FIG. 1 shows an apparatus for measuring solar cells, comprising a matrix light source 1, consisting of a large number of solid-state light sources which are supplied with energy by a computer-controlled current source 5. The solid-state light sources are dimensioned with regard to their spectral light emission in such a way that their emitted light energy in the optimum spectral sensitivity range of solar cells 2 can be converted into electrical current. The measurement current generated is directly proportional to the radiant energy. The analogue measurement current is converted into a digital measured signal via an analogue/digital converter 3, in order to be further processed in an evaluation unit/test computer 4.
 According to the invention, LEDs in the spectral region of 880 nm are used as solid-state light sources because the radiant energy at this wavelength is most readily converted by the silicon solar cells. Here, a calibrated reference cell is first fed in a defined time unit and with a radiant power of the matrix light source 1 increasing in a defined manner, via the controlled diode current of the computer-controlled current source 5. Up to a calibration value of 1000 W/m2, the associated generated current or a voltage is recorded via a test shunt. The reference cell has a test temperature of 25° C. (STC).
 After this calibration of the measuring apparatus shown in FIG. 1, any desired solar cell or any corresponding radiation sensor of the same cell material can be irradiated and the measured current correlating with the incident radiation can be determined. Deviations of this measured current from that of the reference cell are taken into account via correction factors or calibration curves.

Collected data
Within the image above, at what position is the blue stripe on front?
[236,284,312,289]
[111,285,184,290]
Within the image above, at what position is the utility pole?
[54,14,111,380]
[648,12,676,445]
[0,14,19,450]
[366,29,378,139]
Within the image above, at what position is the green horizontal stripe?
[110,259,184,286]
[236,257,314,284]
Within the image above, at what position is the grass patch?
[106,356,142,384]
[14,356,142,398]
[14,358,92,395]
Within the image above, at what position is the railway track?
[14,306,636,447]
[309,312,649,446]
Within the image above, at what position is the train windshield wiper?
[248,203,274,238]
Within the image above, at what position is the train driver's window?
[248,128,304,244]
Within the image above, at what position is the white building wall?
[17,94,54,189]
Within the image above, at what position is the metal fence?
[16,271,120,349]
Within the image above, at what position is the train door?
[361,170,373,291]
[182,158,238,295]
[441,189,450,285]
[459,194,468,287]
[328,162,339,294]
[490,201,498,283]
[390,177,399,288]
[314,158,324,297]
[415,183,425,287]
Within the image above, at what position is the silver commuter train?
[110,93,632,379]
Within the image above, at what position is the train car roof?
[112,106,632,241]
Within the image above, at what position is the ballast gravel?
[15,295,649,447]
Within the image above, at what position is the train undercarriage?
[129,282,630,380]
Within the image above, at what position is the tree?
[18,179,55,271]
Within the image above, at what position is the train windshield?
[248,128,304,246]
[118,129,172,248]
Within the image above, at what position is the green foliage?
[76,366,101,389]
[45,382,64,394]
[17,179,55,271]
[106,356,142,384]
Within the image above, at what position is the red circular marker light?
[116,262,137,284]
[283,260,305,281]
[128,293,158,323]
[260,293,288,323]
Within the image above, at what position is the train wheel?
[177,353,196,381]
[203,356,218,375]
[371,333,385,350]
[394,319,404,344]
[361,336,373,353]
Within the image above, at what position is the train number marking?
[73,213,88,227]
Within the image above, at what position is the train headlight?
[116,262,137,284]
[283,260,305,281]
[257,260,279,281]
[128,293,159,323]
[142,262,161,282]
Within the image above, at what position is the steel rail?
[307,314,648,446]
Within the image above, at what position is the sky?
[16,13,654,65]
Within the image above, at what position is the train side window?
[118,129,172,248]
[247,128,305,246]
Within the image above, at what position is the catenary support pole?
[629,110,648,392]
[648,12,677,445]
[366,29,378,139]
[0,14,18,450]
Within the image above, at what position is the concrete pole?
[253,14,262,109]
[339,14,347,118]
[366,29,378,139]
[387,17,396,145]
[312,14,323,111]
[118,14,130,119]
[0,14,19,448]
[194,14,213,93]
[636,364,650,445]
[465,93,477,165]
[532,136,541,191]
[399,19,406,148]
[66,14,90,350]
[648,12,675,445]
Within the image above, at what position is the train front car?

* Work to complete
A) Rewrite the section of the passage on measuring solar cells between "According to the" and "25° C. (STC).", inclusive, replacing "reference cell" with "standard cell".
B) Carry on the passage about measuring solar cells from its final sentence.
These lines come from a different source than the text.

* Numbered responses
A)
According to the invention, LEDs in the spectral region of 880 nm are used as solid-state light sources because the radiant energy at this wavelength is most readily converted by the silicon solar cells. Here, a calibrated standard cell is first fed in a defined time unit and with a radiant power of the matrix light source 1 increasing in a defined manner, via the controlled diode current of the computer-controlled current source 5. Up to a calibration value of 1000 W/m2, the associated generated current or a voltage is recorded via a test shunt. The standard cell has a test temperature of 25° C. (STC).

B)
FIG. 2 shows details of the matrix light source 1 disclosed in FIG. 1. In the present embodiment, the individual LEDs are installed in at least 20 parallel strands (columns) and these in turn are installed as a series circuit (lines) of at least 20 LEDs over the area of a matrix light source circuit board 8. The individual LED strands are supplied with a defined current via driver modules 6 from a computer-controlled current source 5. For monitoring and control of the strand currents, the radiation of an LED is output from each strand so that said strand current can be evaluated in a reference light source feedback network 7.
FIG. 3 shows this reference light source feedback network 7 in details according to the invention. The reference LEDs 9 whose radiation is output are likewise in the form of a matrix-like light source in the present embodiment. A solar cell or a light sensor chip 11 is irradiated via an adaptation filter 10. Since the light intensity of the matrix light source 1 can be adjusted via the current of the LEDs, the reference light source feedback network 7 serves as a compensation means for ageing phenomena or temperature deviations of the matrix light source circuit board 8.
FIG. 4 shows the matrix light source 1 already described in FIG. 2, according to the invention in modular extension as a large-area double-matrix light source 16. According to the embodiment, measuring tasks, as described above under FIG. 1, can be carried out here for photovoltaic modules 12 by way of example.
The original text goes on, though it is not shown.